# [Set task]
Rewrite the rows from the line with "Where can the dark" through the end of the rows, replacing "pixel pairs" with "coordinate pairs" and changing nothing else.

# [Records for the exercise]
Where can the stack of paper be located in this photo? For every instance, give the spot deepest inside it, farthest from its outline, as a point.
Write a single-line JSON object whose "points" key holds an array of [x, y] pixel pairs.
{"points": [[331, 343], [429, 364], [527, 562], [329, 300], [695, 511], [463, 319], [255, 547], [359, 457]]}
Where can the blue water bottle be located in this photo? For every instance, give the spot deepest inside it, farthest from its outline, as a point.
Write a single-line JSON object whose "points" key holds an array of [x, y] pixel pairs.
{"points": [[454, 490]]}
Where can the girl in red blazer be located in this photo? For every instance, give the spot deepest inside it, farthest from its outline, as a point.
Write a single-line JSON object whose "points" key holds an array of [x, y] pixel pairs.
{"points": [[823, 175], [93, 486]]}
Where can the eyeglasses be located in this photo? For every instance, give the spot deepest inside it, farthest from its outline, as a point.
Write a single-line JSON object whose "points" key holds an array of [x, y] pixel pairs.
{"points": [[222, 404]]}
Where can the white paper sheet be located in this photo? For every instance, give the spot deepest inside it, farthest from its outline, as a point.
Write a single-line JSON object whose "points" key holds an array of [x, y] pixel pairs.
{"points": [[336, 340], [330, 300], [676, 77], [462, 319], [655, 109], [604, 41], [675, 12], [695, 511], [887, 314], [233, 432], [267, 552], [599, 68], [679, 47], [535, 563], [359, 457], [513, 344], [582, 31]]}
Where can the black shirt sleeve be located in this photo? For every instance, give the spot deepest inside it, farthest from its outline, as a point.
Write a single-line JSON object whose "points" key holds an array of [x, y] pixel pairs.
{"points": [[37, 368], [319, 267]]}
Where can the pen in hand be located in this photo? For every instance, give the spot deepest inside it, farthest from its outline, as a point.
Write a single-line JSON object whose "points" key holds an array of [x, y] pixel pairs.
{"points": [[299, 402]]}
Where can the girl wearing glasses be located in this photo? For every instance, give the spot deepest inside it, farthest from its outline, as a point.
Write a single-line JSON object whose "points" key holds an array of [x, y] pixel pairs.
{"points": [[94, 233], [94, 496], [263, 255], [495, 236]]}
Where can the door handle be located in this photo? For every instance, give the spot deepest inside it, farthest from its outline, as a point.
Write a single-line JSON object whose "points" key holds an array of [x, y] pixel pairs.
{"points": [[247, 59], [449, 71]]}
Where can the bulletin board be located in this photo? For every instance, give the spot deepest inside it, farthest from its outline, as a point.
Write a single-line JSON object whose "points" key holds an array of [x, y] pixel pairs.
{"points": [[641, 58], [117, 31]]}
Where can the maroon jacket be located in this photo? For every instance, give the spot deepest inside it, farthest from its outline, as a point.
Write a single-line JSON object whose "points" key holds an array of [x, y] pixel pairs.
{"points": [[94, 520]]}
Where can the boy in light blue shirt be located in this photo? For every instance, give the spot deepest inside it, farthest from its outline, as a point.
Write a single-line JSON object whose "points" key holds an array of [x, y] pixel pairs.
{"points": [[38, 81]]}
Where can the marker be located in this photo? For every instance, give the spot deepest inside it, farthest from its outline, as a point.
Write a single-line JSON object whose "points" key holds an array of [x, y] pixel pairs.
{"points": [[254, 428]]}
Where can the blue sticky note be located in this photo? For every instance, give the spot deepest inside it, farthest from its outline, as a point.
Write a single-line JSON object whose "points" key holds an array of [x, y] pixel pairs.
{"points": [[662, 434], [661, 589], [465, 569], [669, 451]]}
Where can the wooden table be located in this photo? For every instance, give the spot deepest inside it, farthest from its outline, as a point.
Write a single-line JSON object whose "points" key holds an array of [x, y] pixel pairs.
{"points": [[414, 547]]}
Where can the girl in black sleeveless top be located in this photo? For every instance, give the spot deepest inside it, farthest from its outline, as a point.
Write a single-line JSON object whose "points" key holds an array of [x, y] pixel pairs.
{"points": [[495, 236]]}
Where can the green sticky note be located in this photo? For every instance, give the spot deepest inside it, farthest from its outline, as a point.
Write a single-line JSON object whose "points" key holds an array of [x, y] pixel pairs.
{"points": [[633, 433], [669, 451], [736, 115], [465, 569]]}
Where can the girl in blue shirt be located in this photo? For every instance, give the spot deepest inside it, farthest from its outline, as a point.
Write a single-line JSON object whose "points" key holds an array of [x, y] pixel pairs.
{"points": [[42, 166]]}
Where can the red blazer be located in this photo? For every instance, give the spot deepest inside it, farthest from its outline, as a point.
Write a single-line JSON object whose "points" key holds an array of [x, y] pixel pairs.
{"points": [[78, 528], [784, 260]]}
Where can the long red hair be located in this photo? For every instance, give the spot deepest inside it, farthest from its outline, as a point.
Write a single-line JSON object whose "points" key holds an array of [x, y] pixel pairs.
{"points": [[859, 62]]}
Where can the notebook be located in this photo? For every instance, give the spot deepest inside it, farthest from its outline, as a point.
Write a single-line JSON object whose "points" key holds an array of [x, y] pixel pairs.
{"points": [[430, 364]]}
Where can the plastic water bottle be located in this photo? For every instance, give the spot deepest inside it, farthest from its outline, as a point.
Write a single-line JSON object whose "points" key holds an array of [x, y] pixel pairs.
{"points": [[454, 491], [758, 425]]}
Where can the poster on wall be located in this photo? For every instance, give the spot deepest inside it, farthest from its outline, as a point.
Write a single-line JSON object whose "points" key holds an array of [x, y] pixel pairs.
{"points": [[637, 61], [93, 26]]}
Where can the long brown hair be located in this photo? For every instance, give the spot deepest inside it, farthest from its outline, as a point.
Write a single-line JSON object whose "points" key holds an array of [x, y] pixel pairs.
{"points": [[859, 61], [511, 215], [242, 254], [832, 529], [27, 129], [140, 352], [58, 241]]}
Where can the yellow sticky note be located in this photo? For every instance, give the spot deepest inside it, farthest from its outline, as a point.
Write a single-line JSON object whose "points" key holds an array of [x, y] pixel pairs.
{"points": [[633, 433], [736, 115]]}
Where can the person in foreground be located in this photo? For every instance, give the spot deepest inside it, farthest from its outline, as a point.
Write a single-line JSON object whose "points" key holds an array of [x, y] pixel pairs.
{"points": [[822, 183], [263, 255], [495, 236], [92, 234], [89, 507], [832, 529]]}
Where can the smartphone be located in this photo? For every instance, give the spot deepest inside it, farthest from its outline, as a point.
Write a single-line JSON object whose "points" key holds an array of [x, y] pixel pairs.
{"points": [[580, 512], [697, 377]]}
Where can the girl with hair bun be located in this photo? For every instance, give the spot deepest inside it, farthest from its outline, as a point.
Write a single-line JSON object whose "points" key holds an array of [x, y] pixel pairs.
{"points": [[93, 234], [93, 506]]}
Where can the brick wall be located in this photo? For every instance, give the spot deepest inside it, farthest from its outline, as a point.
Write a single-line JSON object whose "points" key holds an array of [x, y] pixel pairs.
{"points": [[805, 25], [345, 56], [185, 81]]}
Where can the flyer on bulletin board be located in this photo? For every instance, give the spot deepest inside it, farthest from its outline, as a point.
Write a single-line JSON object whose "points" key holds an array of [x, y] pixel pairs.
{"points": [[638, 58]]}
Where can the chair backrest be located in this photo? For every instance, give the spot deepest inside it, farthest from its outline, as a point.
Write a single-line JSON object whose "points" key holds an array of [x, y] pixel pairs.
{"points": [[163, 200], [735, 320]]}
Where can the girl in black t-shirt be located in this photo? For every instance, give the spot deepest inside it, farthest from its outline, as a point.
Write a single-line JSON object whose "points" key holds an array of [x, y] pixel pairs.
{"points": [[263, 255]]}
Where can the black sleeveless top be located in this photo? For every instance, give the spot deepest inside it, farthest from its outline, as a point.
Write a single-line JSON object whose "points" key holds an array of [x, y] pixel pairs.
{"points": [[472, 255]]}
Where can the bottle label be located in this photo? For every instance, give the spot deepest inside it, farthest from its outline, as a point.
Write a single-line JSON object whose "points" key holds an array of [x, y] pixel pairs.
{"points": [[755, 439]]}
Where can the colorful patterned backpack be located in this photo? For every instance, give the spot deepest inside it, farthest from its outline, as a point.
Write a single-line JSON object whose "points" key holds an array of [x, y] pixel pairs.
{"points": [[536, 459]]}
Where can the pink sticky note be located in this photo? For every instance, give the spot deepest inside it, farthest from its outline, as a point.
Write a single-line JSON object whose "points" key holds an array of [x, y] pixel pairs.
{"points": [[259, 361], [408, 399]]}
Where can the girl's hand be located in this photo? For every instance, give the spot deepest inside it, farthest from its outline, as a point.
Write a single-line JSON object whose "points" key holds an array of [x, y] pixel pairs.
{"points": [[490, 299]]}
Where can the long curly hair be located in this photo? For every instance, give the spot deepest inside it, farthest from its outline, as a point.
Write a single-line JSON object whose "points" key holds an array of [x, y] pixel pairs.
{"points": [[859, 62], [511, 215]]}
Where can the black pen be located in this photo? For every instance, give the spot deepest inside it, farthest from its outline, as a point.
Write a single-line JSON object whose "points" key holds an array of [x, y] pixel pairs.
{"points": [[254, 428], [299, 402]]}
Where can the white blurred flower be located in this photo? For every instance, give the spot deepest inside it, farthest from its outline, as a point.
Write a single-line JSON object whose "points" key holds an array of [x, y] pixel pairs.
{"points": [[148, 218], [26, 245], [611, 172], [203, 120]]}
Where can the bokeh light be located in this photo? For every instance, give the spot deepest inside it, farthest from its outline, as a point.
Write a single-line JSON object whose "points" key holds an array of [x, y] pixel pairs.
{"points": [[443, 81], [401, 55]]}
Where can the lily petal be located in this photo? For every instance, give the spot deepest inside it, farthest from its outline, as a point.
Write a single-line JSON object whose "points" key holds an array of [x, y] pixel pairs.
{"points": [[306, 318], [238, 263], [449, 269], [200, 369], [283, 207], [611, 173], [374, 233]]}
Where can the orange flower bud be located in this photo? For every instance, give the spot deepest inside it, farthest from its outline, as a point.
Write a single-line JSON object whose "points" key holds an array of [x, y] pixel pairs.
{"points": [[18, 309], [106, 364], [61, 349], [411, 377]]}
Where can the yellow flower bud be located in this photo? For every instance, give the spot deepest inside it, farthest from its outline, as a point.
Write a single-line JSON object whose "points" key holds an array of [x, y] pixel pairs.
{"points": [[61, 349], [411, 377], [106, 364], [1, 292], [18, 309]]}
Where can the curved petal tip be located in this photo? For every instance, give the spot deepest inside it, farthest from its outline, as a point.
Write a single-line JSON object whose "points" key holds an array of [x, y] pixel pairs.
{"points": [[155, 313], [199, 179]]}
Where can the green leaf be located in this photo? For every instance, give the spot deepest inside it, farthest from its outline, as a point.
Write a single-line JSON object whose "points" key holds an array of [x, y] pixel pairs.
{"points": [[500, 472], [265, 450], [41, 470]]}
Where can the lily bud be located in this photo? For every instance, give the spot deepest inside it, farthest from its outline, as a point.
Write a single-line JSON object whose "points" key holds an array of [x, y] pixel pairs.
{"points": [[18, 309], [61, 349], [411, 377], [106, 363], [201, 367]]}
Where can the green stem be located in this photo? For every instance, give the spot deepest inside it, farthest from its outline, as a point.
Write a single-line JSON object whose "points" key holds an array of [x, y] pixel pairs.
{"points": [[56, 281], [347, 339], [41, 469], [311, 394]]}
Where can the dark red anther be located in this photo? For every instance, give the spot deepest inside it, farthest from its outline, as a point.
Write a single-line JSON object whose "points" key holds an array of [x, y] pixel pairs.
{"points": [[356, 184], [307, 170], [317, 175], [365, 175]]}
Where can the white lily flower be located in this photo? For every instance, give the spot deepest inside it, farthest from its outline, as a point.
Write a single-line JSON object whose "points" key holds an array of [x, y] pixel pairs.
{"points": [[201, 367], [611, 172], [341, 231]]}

# [Finished answer]
Where can the dark red anther be located in this photo? For every instance, give the spot deepest inside it, farthest from its outline, as a point.
Write a single-line JSON object whose "points" key holds an array of [x, y] coordinate pairs.
{"points": [[356, 184], [307, 170], [317, 175], [365, 175]]}
Where can the white lily flower be located in this photo? For every instance, give the spot deepest inside it, farthest from its outline, as a point.
Write a single-line JSON object whose "points" key holds an array of [x, y] coordinate pairs.
{"points": [[201, 367], [611, 172], [341, 231]]}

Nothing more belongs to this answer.